Source : commission des finances, d'après les réponses au questionnaire budgétaire

B. LE LÉGER REBOND OBSERVÉ EN 2024 ET POTENTIELLEMENT CONFIRMÉ EN 2025 NE SIGNIFIE PAS QUE LES CAUSES STRUCTURELLES DE LA CRISE DU LOGEMENT ONT DISPARU

La crise est d'abord une crise de l'offre, avec un bas historique au deuxième trimestre 2024. C'est aussi une crise de la demande, en lien avec une capacité d'achat moindre, compte tenu en lien avec des taux qui demeurent élevés et d'un coût de l'immobilier qui n'amorce pas de baisse franche.

Autorisations et commencements de logements sur les douze derniers mois

(en nombre de logements autorisés)

Source : commission des finances, données INSEE

La solution de la création d'un statut du bailleur privé proposée par le gouvernement par amendement2(*) en première partie du projet de loi de finances, qui consiste à instaurer une exonération fiscale pour les investisseurs, devra être étudiée. Elle devra être proportionnée et son coût maîtrisé.

Logements sociaux financés et mis en service

(en nombre de logements)

▸ **EXERCICES À RÉALISER**
(1) D'après le texte sur la crise du logement, à quel moment l'offre a-t-elle atteint un bas historique ?
(2) Recopiez le passage du texte sur la crise du logement qui commence aux mots « B. LE LÉGER REBOND » et s'arrête après les mots « son coût maîtrisé. ».

Données de masques de segmentation
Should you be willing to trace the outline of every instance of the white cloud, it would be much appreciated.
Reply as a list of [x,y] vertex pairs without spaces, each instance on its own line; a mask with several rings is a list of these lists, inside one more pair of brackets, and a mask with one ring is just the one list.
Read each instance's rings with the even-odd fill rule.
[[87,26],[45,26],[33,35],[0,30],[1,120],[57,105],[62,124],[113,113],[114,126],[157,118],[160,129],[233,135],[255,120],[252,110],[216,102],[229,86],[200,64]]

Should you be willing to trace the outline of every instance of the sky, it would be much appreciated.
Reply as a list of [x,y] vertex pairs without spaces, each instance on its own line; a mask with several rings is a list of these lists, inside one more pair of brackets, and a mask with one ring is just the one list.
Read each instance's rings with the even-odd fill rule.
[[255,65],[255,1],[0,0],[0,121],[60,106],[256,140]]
--
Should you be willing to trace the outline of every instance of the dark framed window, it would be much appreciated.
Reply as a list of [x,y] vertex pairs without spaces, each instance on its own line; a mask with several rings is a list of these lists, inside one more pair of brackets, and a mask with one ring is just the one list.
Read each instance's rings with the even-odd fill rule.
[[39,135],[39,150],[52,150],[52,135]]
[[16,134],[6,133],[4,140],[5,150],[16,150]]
...
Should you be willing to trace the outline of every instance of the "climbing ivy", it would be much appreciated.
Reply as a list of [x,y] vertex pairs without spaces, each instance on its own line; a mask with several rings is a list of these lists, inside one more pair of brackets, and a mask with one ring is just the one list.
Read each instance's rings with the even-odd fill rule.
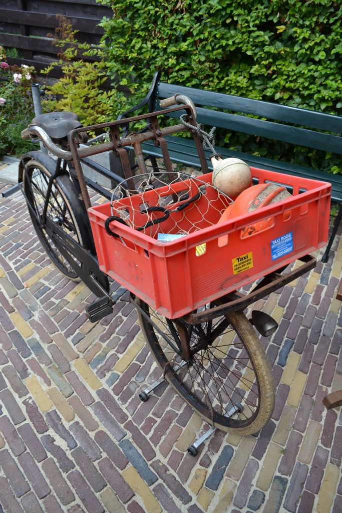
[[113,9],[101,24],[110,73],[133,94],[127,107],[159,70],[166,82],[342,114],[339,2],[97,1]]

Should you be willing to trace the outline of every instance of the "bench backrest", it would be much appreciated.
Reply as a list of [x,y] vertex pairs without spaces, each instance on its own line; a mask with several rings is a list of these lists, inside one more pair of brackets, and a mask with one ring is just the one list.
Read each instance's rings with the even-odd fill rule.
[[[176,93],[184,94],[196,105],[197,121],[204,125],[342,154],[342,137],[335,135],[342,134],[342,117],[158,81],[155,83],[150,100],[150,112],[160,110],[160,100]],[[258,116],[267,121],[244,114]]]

▸ **SOLUTIONS CI-DESSOUS**
(1) Au deuxième trimestre 2024.

(2)
B. LE LÉGER REBOND OBSERVÉ EN 2024 ET POTENTIELLEMENT CONFIRMÉ EN 2025 NE SIGNIFIE PAS QUE LES CAUSES STRUCTURELLES DE LA CRISE DU LOGEMENT ONT DISPARU

La crise est d'abord une crise de l'offre, avec un bas historique au deuxième trimestre 2024. C'est aussi une crise de la demande, en lien avec une capacité d'achat moindre, compte tenu en lien avec des taux qui demeurent élevés et d'un coût de l'immobilier qui n'amorce pas de baisse franche.

Autorisations et commencements de logements sur les douze derniers mois

(en nombre de logements autorisés)

Source : commission des finances, données INSEE

La solution de la création d'un statut du bailleur privé proposée par le gouvernement par amendement2(*) en première partie du projet de loi de finances, qui consiste à instaurer une exonération fiscale pour les investisseurs, devra être étudiée. Elle devra être proportionnée et son coût maîtrisé.